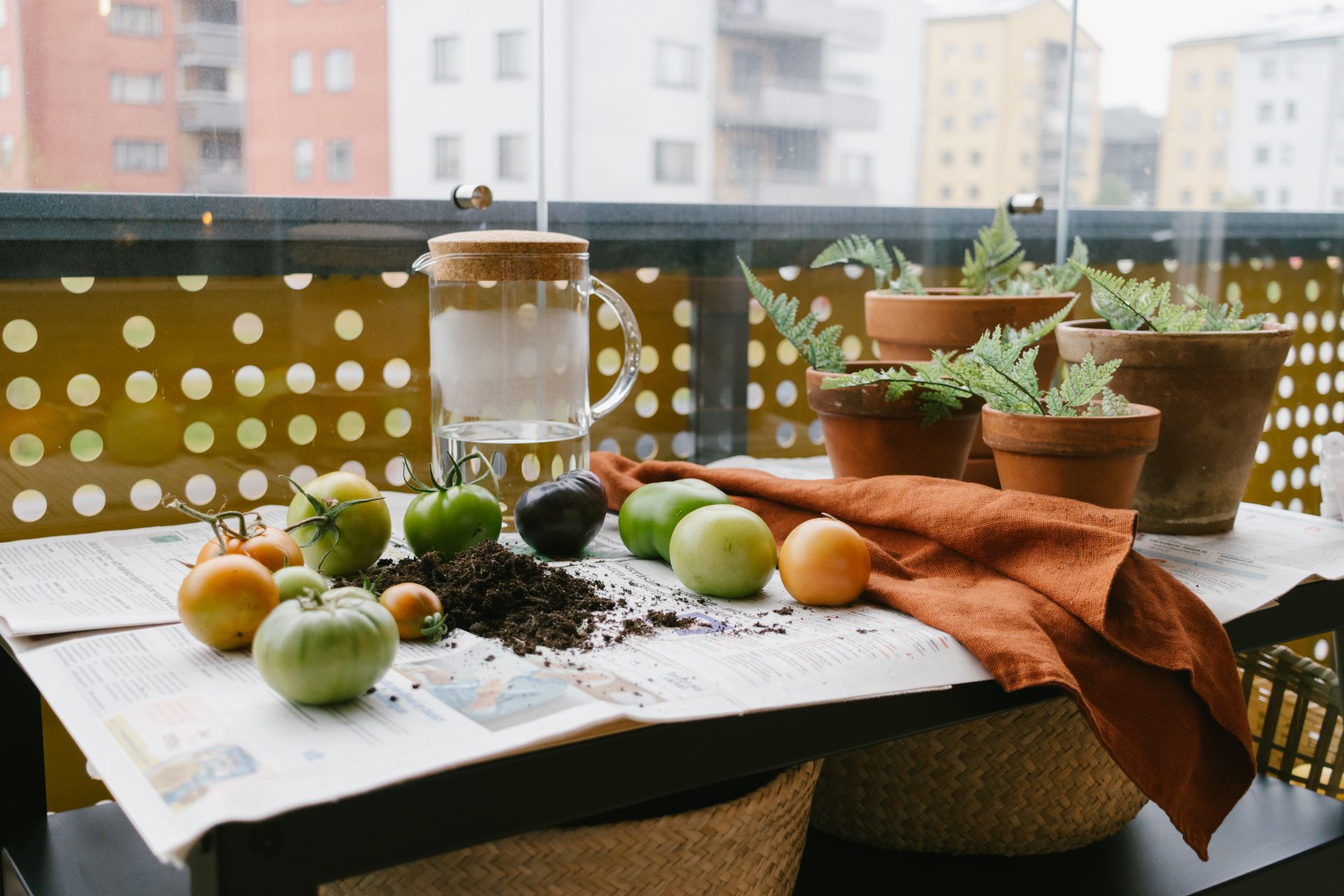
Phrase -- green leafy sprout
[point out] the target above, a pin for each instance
(1139, 305)
(995, 265)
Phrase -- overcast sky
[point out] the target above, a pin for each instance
(1135, 35)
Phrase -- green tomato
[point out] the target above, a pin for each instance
(451, 520)
(296, 580)
(654, 511)
(344, 536)
(326, 649)
(723, 551)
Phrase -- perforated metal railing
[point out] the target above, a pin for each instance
(147, 352)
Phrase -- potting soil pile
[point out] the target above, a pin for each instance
(1043, 592)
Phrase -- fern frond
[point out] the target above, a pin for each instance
(822, 349)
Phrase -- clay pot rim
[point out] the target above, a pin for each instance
(1043, 426)
(962, 298)
(906, 406)
(1269, 331)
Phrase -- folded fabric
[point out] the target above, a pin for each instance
(1043, 592)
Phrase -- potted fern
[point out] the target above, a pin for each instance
(1212, 374)
(910, 321)
(1078, 440)
(874, 429)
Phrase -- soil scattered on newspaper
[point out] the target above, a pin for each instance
(495, 593)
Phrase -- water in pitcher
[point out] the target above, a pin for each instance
(523, 453)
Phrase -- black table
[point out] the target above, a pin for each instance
(1278, 834)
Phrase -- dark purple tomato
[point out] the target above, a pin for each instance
(559, 519)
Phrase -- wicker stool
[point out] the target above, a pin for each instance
(1294, 713)
(750, 846)
(1019, 782)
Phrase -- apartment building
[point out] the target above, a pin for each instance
(318, 97)
(995, 96)
(1257, 117)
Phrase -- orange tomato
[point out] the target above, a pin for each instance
(824, 564)
(272, 547)
(225, 601)
(409, 605)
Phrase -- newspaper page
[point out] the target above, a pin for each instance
(187, 738)
(1265, 556)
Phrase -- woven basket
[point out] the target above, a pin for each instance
(750, 846)
(1019, 782)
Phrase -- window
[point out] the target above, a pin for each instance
(746, 71)
(445, 59)
(134, 20)
(448, 158)
(136, 90)
(510, 55)
(512, 158)
(678, 65)
(340, 162)
(302, 71)
(139, 155)
(857, 169)
(302, 160)
(673, 163)
(337, 71)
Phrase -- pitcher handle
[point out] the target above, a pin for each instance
(631, 365)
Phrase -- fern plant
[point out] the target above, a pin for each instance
(1136, 305)
(995, 265)
(822, 349)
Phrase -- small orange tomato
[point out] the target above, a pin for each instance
(272, 547)
(824, 564)
(225, 601)
(410, 603)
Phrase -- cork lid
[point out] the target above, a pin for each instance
(507, 255)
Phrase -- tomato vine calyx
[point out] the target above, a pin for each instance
(324, 514)
(454, 477)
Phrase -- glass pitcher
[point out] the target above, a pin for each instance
(508, 347)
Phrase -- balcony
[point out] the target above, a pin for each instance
(797, 104)
(802, 19)
(209, 43)
(209, 111)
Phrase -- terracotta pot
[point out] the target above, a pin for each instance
(906, 328)
(1215, 390)
(1086, 458)
(869, 435)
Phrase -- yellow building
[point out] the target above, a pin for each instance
(1193, 160)
(996, 76)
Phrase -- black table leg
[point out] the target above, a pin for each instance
(23, 793)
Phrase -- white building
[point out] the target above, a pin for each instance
(657, 101)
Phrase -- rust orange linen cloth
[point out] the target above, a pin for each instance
(1043, 592)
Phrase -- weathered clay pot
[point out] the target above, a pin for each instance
(1214, 390)
(1086, 458)
(906, 328)
(869, 435)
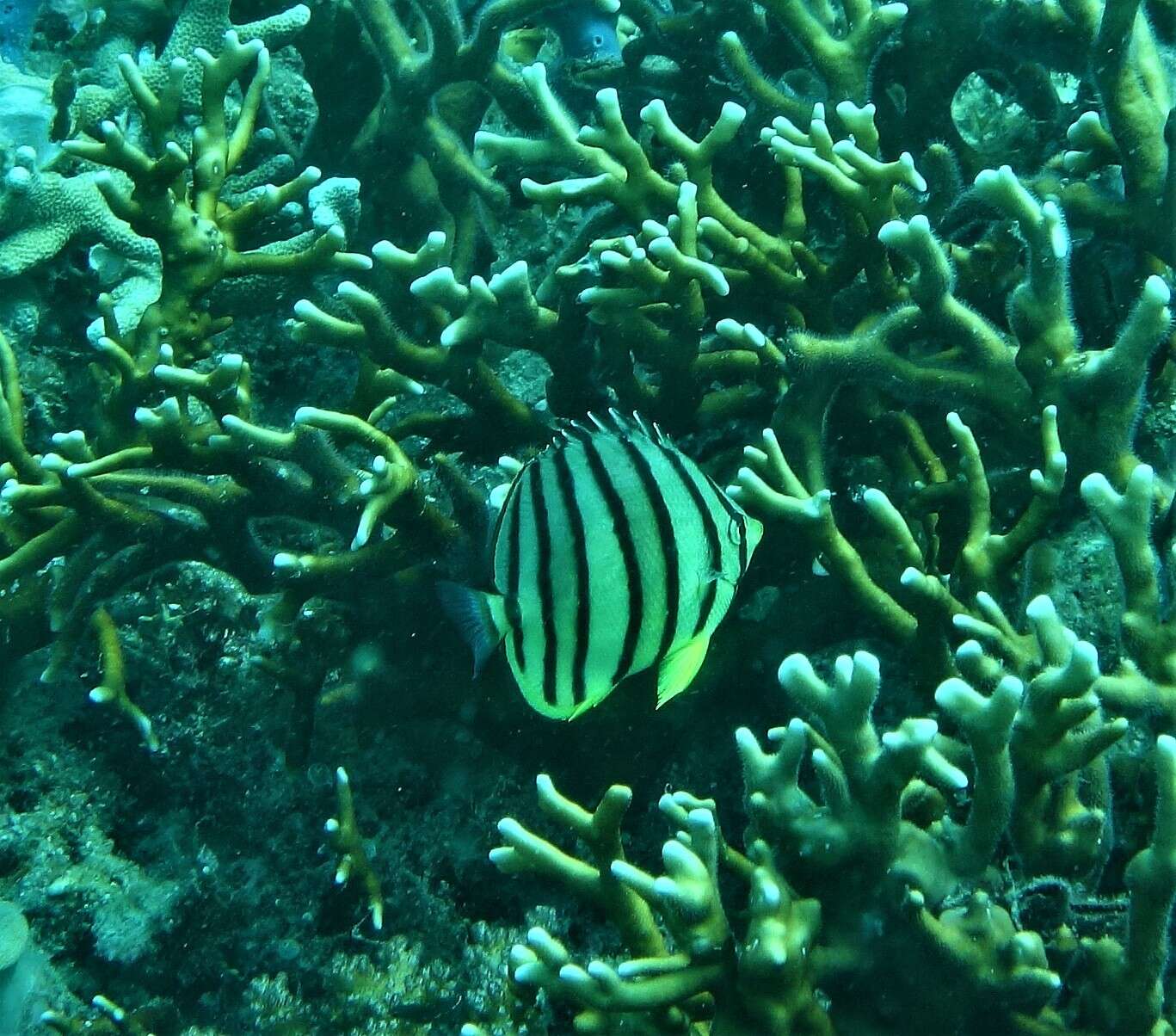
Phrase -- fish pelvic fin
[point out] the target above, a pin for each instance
(680, 667)
(480, 619)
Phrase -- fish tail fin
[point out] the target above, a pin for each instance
(475, 616)
(680, 667)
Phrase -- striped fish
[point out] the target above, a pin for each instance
(613, 552)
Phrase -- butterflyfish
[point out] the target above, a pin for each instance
(613, 552)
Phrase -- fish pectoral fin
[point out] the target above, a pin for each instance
(680, 667)
(477, 616)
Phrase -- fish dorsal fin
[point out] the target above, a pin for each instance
(477, 616)
(680, 667)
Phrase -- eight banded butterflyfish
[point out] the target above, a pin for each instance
(613, 552)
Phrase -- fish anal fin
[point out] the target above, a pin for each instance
(479, 618)
(680, 667)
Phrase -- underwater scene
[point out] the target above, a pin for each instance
(533, 518)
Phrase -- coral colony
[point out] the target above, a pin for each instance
(285, 293)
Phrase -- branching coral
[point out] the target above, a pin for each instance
(871, 875)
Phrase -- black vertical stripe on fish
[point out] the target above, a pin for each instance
(635, 592)
(496, 532)
(580, 549)
(544, 580)
(514, 535)
(665, 535)
(714, 561)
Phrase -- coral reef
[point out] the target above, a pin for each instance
(282, 284)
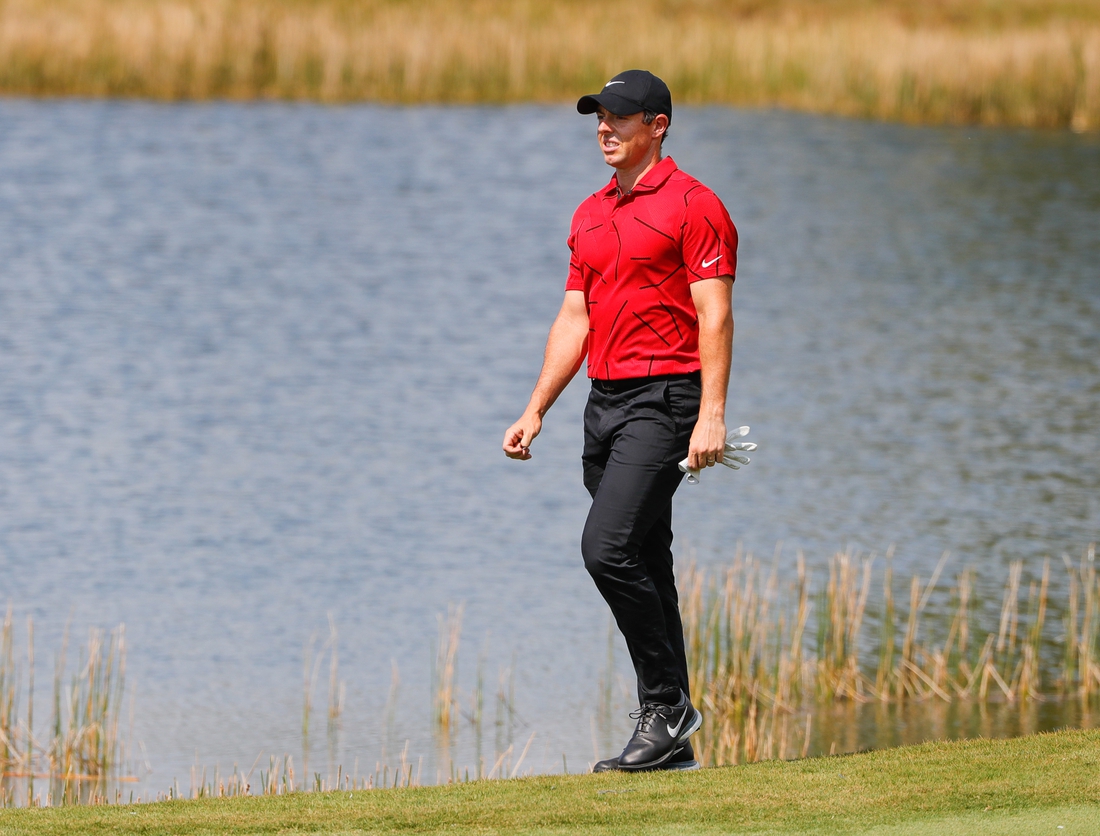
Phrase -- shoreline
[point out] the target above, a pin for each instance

● ● ● ●

Set problem: Each line from the one containing "Phrase -- white building" through the last line of the entries above is to be extracted exactly. Pictures are not part of the copy.

Expected output:
Phrase -- white building
[point out] the target above, a pin for each instance
(657, 101)
Phrase -- rust orange linen cloth
[point out] the target above, a pin for each instance
(1043, 592)
Phrase -- weathered clay pot
[point out] the target above, a pin for each instance
(1214, 390)
(1086, 458)
(906, 328)
(869, 435)
Phrase -- fish pelvic fin
[point out] the target above, a pin for each instance
(680, 667)
(480, 619)
Phrase -- fish tail fin
[point out] the target above, a pin for each instance
(475, 616)
(680, 667)
Phrase -- striped fish
[point out] the target above, a pin for each instance
(613, 552)
Phrase -- butterflyfish
[point out] the target above, a pin for each instance
(613, 552)
Phrase -- fish pectoral fin
[point out] the target above, a pin for each instance
(680, 667)
(477, 616)
Phrase -- fish dorsal fin
[point out] the target above, a pin for each instance
(477, 616)
(680, 667)
Phrase -- eight banded butterflyfish
[point out] the target above, a pin for each instance
(613, 552)
Phrase -- fish anal fin
[point out] the target above, a pin for each instance
(479, 618)
(680, 667)
Phrase -- underwater scene
[point out] the target above, a pin for each instance
(533, 518)
Phrase -- coral colony
[point out] the target above, a pin for each instance
(285, 293)
Phrase -- branching coral
[point out] the target above, a pin for each instance
(871, 875)
Phrase -- black vertical stripe on fish
[point out] the target above, a pin for each instance
(635, 592)
(496, 532)
(580, 549)
(544, 580)
(514, 535)
(665, 535)
(714, 561)
Phrase -- coral reef
[point out] the target above, a pin for each instance
(282, 284)
Phrase -- shoreline
[point out] the target above, a pin for each instance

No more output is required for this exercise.